= Dataset excerpts =
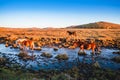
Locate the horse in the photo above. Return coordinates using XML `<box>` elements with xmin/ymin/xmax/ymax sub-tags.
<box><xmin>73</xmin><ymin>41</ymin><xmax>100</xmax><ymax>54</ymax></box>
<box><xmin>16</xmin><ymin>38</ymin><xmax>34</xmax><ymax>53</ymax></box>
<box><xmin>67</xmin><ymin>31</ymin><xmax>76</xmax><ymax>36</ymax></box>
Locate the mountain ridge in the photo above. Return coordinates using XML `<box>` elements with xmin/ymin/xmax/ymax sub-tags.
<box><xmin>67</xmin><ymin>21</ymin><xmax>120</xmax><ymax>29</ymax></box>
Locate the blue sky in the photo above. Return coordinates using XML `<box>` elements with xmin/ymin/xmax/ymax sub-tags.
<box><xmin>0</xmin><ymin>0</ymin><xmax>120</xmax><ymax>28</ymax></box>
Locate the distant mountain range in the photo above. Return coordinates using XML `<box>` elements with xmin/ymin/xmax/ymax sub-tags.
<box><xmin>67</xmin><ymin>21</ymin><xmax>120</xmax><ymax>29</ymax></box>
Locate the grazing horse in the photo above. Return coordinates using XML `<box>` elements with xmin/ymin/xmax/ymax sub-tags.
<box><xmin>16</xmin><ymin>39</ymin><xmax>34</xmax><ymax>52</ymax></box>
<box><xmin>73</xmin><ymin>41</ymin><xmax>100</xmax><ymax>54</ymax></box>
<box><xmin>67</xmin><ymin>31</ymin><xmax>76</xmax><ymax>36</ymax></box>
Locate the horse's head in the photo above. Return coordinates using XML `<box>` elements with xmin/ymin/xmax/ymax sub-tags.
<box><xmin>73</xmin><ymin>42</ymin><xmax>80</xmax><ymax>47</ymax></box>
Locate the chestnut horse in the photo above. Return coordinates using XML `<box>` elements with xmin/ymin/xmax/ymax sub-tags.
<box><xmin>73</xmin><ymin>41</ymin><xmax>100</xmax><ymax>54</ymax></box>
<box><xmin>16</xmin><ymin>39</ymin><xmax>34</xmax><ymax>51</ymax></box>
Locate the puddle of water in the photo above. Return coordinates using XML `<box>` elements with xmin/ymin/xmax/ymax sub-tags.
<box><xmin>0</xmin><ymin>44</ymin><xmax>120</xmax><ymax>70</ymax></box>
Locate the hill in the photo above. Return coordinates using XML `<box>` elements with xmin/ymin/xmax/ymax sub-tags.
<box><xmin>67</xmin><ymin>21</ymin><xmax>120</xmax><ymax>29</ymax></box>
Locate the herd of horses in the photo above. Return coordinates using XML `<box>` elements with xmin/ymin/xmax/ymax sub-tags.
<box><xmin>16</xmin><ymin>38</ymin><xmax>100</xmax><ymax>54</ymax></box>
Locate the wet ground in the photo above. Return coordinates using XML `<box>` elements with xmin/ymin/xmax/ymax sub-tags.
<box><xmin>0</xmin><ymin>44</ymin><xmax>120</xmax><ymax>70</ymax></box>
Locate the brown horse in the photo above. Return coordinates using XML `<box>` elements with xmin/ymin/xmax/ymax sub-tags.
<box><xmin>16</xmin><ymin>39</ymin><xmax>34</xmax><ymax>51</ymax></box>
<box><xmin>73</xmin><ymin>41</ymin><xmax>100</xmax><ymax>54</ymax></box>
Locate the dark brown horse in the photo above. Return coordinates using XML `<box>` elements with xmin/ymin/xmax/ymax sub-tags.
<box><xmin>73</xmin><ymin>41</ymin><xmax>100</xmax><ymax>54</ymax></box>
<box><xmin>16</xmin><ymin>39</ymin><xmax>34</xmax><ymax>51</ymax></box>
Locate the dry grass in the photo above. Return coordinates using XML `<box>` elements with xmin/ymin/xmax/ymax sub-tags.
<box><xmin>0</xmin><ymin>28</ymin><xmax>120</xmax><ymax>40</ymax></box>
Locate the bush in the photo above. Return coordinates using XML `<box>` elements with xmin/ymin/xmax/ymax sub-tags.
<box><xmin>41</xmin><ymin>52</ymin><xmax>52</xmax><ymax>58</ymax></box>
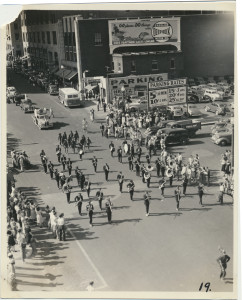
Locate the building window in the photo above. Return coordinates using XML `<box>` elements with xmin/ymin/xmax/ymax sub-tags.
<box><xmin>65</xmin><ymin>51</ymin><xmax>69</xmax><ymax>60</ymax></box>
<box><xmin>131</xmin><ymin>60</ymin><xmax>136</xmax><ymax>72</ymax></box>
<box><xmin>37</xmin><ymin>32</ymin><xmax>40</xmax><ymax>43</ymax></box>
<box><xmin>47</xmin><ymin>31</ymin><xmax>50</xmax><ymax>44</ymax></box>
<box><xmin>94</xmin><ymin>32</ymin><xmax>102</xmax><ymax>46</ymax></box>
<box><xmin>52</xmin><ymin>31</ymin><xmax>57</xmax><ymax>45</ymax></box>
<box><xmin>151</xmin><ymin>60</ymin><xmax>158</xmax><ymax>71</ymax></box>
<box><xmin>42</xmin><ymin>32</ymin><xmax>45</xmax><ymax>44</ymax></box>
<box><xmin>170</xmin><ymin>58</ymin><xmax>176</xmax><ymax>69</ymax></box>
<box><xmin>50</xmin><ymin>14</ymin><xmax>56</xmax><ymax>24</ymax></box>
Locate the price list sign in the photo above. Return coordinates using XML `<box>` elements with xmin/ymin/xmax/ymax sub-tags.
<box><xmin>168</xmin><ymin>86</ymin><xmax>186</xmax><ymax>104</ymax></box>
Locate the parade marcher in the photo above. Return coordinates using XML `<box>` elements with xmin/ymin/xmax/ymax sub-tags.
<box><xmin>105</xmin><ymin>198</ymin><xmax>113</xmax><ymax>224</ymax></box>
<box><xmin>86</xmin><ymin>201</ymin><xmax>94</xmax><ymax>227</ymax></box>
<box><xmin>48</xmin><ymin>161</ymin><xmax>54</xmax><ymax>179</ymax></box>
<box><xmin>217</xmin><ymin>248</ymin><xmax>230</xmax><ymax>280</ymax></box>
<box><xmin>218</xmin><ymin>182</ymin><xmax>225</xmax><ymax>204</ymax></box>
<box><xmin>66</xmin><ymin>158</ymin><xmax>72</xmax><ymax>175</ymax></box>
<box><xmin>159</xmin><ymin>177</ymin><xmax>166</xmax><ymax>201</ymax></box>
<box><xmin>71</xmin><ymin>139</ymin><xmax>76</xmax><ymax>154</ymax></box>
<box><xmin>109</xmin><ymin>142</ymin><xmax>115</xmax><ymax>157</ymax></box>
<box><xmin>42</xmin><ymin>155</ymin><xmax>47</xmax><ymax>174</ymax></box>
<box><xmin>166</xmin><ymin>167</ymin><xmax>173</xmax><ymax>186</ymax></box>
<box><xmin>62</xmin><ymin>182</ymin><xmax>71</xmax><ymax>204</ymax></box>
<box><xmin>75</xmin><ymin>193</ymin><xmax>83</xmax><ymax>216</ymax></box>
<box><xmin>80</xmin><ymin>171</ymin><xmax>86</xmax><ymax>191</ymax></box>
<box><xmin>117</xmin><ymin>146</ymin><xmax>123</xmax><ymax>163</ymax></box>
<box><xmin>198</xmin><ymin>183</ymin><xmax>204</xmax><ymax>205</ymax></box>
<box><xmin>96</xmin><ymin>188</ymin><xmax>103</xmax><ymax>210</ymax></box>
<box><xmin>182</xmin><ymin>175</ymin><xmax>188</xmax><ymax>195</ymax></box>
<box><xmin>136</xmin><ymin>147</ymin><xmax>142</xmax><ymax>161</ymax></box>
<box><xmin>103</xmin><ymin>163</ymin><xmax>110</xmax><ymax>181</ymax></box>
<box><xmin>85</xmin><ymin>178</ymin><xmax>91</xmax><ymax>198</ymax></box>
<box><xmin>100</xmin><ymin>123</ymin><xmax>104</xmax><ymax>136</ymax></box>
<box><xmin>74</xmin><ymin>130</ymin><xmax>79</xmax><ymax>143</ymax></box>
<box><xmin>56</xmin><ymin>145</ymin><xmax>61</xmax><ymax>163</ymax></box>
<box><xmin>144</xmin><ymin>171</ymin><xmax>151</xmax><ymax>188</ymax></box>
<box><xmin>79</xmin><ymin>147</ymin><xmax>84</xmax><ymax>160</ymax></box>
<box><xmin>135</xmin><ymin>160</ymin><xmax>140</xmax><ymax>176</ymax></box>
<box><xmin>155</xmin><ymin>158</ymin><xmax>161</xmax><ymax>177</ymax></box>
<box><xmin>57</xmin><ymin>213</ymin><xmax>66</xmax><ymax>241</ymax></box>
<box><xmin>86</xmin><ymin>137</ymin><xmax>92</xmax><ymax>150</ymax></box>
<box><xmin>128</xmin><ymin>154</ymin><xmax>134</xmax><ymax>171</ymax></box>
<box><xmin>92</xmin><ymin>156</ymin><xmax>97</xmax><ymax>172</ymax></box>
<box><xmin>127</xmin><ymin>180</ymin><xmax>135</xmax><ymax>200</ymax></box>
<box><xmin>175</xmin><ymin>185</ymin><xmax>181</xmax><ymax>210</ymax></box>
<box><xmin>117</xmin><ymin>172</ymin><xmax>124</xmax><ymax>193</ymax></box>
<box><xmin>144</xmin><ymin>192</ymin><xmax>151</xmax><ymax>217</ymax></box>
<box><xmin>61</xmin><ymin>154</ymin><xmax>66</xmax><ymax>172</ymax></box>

= Given problem =
Select every line in the records above that contains the string "brown", with matching case, and copy each of those lines out.

= Full answer =
Locate the brown horse in the photo above. Return coordinates using XML `<box>` elements with xmin/ymin/xmax/ymax sub-tags.
Locate the dark brown horse in the photo above. Return coordinates using XML `<box>` elements with xmin/ymin/xmax/ymax sub-tags.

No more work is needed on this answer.